Record extracts Start Marker
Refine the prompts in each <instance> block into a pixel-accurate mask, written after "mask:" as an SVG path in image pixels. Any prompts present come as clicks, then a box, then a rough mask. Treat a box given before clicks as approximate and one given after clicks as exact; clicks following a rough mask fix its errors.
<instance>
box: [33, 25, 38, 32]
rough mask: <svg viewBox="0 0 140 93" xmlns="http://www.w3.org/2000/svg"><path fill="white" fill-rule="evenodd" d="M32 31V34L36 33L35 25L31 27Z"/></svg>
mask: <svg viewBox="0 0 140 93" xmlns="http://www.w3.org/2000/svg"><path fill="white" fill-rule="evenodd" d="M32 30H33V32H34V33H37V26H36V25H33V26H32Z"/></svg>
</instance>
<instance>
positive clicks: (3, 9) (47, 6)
Record extracts End Marker
Record extracts Start Marker
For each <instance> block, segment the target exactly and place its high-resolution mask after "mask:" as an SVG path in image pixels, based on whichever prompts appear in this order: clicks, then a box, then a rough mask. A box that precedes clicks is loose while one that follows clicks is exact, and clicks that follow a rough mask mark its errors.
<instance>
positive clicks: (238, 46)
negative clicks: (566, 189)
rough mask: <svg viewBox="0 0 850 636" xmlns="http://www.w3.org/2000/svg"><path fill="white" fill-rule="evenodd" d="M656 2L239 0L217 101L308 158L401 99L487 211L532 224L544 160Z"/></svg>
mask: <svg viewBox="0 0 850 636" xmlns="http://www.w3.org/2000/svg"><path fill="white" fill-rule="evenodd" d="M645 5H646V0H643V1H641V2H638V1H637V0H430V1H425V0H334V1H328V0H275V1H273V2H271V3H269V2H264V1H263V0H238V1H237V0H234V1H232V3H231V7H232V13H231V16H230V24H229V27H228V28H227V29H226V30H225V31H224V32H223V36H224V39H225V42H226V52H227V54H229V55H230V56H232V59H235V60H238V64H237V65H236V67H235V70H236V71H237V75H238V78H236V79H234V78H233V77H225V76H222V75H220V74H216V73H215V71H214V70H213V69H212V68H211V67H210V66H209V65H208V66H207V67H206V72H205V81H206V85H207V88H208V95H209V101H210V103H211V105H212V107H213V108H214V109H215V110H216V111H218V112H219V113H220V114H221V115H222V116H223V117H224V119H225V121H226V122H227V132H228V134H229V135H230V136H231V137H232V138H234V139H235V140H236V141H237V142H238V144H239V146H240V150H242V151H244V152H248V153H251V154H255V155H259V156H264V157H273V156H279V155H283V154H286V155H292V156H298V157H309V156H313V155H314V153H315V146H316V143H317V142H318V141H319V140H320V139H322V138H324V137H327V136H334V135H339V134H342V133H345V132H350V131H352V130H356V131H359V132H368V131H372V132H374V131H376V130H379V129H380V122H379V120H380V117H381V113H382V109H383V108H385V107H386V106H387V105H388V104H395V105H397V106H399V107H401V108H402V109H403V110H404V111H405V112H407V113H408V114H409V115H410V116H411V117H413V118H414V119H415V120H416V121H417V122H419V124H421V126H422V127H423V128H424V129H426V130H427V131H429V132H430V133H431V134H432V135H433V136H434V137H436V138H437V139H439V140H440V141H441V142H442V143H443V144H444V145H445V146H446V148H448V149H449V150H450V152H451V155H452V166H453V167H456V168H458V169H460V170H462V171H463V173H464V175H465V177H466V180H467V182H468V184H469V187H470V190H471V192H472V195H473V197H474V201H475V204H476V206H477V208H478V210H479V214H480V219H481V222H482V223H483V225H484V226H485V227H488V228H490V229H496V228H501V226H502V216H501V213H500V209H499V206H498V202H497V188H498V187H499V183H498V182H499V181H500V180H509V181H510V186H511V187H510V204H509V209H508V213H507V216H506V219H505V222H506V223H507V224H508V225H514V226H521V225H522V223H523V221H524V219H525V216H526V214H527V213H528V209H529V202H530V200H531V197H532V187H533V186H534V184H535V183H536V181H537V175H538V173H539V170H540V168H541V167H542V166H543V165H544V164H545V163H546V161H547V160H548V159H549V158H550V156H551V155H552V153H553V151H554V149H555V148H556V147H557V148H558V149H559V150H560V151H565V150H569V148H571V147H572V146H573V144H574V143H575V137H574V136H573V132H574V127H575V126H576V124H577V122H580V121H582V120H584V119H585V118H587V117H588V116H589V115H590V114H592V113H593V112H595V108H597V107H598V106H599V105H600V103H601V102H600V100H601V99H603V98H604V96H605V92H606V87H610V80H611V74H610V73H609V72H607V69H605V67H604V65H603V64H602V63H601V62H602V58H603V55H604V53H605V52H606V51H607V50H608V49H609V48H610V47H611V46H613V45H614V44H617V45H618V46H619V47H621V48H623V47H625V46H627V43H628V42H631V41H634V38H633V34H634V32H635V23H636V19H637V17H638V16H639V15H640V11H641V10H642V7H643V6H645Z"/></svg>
Record extracts End Marker
### What you should do
Copy the listing lines starting at the one containing "Refine the prompts" and ending at the one containing "box: [33, 25, 38, 32]", replacing "pixel-accurate" with "pixel-perfect" and leaving everything else the same.

### Task answer
Refine the prompts in each <instance> block into a pixel-perfect mask, written after "mask:" as an SVG path in image pixels. Any prompts present come as clicks, then a box, then a rough mask. Treat a box given before clicks as approximate and one given after clicks as exact; clicks following a rough mask fix its errors.
<instance>
box: [33, 25, 38, 32]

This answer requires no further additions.